March 19, 2008 | General

Renewable Gas And California's New Feed-In Tariff

BioCycle March 2008, Vol. 49, No. 3, p. 56
Biogas production has boomed in Germany, in part due to a feed-in tariff that improves project economics. Recently, the California Energy Commission recommended a feed-in tariff for small generators under 1.5 megawatts in size.
Wilson Rickerson, Simon Eilif Baker and Michael Wheeler

IN THE January 2008 issue of BioCycle (“Farm-Based Digester Conference Highlights”), Phil Lusk stated that California is “exploring ‘feed-in tariffs’ similar to those received by European power producers who are paid a high fixed price for feeding renewable electricity into the grid.” The article’s implication is that European-style feed-in tariffs could provide the digester market in California a significant boost.

= Named-object pointing records =
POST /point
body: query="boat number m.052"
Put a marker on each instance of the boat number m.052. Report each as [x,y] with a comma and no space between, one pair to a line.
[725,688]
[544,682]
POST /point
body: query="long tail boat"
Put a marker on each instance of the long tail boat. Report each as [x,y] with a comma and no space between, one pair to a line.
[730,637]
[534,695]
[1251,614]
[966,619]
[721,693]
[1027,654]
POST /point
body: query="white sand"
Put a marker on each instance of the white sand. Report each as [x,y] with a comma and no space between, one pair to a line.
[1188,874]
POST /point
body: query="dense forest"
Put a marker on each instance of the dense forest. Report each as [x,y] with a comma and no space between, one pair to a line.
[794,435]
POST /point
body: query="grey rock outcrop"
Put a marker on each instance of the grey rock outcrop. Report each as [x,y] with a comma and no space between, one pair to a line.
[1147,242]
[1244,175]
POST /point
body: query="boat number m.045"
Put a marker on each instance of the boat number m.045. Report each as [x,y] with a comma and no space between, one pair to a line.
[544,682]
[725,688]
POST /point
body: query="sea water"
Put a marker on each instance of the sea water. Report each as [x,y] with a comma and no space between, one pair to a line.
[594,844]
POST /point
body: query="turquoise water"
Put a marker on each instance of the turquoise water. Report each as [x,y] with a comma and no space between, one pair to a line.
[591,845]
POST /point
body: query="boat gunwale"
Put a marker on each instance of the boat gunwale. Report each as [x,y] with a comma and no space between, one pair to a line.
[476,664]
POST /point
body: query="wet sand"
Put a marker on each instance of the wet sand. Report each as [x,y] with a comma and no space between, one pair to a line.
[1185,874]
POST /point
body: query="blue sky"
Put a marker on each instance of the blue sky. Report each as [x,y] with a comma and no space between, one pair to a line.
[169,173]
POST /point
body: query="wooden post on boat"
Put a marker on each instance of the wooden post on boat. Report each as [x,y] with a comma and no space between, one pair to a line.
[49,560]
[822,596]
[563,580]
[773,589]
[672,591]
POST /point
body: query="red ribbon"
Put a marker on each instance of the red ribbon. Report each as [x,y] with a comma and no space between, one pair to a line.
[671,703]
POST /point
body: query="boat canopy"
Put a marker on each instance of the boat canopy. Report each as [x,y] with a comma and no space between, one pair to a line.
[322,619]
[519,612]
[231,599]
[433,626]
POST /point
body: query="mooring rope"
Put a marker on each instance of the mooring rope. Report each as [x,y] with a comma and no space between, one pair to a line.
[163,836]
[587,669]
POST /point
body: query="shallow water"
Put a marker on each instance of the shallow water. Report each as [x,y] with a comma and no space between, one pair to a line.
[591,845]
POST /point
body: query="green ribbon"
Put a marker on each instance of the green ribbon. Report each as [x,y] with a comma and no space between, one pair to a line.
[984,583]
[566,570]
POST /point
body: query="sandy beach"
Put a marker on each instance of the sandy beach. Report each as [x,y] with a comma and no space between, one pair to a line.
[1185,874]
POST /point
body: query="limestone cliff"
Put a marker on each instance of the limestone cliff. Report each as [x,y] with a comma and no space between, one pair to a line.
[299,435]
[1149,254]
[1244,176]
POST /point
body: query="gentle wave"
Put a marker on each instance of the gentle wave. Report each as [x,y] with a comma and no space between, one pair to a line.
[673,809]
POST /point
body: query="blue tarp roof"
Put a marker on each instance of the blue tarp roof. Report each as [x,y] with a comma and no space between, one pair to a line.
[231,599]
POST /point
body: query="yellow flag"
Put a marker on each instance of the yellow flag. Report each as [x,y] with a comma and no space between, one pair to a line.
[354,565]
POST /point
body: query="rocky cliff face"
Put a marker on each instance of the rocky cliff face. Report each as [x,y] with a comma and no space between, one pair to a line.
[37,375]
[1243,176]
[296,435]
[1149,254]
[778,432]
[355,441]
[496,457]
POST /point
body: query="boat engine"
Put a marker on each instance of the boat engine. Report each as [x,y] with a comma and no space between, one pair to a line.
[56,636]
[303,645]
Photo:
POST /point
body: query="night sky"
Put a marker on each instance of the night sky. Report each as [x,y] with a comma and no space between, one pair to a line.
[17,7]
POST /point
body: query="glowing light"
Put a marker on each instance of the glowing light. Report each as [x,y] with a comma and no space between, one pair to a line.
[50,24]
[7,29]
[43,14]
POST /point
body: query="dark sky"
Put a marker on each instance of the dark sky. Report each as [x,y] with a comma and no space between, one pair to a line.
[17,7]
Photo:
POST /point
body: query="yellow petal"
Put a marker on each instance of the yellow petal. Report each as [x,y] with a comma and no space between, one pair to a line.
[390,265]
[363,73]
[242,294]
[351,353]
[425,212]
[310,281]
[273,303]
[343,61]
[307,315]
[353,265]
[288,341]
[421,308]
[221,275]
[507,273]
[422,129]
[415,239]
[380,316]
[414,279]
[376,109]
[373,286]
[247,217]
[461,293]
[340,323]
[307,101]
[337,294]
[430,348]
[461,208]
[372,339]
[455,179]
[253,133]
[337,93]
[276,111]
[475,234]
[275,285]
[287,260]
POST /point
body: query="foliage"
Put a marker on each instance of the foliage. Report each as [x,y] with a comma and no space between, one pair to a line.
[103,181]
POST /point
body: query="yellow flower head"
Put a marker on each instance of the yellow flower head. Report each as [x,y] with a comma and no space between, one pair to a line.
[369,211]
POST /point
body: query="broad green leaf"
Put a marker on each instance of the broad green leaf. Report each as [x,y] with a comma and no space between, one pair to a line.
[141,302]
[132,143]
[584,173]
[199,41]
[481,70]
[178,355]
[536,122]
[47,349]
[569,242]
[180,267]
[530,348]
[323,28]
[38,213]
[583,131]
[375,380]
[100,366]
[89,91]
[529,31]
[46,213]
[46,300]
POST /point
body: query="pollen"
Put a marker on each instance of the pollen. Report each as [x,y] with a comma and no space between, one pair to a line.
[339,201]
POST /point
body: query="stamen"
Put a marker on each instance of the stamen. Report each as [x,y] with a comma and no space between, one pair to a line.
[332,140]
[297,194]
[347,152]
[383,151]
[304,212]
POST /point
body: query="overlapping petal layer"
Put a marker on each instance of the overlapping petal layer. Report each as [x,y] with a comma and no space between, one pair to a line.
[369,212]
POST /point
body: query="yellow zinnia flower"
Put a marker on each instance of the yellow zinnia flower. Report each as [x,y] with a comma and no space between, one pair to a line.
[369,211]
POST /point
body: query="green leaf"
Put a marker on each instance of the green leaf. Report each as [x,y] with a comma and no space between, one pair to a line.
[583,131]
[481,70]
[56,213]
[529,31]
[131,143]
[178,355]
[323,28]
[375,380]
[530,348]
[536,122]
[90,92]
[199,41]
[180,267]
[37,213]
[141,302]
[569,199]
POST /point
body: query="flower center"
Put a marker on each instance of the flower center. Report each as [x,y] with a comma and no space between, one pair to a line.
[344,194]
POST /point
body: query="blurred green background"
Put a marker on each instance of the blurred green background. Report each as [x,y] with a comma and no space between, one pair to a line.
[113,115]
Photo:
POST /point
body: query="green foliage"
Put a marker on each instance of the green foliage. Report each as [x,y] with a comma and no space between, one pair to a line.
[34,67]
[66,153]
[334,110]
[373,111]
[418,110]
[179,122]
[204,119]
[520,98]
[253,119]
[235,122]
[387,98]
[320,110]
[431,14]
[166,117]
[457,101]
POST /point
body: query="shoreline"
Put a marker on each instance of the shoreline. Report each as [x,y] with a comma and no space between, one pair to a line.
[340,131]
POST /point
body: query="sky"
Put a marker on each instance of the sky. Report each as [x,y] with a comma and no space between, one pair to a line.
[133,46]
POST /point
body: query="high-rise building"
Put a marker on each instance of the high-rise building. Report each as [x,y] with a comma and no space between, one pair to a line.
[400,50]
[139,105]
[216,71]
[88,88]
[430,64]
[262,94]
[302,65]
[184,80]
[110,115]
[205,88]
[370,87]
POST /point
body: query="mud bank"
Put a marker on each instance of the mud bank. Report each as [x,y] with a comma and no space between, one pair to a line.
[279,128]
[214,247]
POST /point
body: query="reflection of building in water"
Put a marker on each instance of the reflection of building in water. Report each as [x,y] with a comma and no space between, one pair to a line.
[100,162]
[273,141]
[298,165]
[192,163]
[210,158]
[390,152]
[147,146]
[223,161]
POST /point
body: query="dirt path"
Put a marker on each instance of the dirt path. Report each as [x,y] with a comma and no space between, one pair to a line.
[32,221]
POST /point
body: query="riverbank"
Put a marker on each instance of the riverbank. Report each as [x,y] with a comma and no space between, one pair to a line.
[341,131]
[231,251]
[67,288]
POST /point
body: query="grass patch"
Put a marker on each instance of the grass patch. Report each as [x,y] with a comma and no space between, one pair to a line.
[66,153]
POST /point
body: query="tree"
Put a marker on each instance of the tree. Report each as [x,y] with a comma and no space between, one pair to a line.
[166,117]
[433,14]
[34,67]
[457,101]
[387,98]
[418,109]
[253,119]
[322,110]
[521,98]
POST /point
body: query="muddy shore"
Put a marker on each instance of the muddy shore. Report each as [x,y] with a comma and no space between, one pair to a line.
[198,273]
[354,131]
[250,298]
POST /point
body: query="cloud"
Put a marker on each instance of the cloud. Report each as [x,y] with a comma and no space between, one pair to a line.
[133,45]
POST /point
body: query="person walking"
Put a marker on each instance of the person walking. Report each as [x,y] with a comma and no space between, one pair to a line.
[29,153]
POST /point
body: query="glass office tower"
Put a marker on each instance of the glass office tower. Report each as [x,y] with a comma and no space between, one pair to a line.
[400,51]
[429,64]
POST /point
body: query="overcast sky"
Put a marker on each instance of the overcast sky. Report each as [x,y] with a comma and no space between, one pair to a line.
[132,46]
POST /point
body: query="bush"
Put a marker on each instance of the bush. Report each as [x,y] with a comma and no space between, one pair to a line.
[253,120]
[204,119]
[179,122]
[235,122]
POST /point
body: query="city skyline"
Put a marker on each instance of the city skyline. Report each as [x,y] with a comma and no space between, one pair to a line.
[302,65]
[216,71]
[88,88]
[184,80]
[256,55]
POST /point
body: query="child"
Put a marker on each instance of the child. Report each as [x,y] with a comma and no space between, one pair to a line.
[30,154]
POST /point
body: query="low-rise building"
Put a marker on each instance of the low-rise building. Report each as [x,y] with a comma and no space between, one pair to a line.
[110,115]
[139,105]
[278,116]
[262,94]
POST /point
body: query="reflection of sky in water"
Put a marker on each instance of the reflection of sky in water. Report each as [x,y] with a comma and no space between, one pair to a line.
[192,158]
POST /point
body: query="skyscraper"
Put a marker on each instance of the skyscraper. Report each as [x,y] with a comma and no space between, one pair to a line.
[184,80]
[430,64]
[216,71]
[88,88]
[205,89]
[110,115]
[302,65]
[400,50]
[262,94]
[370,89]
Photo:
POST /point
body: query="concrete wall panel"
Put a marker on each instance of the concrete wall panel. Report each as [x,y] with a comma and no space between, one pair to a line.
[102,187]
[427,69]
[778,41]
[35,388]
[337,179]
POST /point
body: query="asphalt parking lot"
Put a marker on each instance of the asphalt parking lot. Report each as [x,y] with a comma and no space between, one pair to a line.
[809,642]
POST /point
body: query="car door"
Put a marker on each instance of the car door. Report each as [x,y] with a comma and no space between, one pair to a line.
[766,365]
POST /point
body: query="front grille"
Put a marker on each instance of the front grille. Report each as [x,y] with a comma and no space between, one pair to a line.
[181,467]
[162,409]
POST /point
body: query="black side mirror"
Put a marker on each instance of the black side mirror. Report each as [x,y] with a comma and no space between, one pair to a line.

= TASK 1 =
Do these statements agree with the feed-in tariff article? (a) The California Energy Commission recommended a feed-in tariff for small generators under 1.5 megawatts. (b) Phil Lusk's statement appeared in the March 2008 issue of BioCycle. (c) Biogas production has boomed in Germany. For each, answer yes or no and quote the deciding words from the article.
= TASK 2 =
Quote the feed-in tariff article word for word, starting at the words "BioCycle March 2008, Vol." and stopping after "a significant boost.".
Answer from the feed-in tariff article alone, not the listing.

= TASK SOLUTION 1 =
(a) Yes: "Recently, the California Energy Commission recommended a feed-in tariff for small generators under 1.5 megawatts in size."
(b) No: "IN THE January 2008 issue of BioCycle"
(c) Yes: "Biogas production has boomed in Germany"

= TASK SOLUTION 2 =
BioCycle March 2008, Vol. 49, No. 3, p. 56
Biogas production has boomed in Germany, in part due to a feed-in tariff that improves project economics. Recently, the California Energy Commission recommended a feed-in tariff for small generators under 1.5 megawatts in size.
Wilson Rickerson, Simon Eilif Baker and Michael Wheeler

IN THE January 2008 issue of BioCycle (“Farm-Based Digester Conference Highlights”), Phil Lusk stated that California is “exploring ‘feed-in tariffs’ similar to those received by European power producers who are paid a high fixed price for feeding renewable electricity into the grid.” The article’s implication is that European-style feed-in tariffs could provide the digester market in California a significant boost.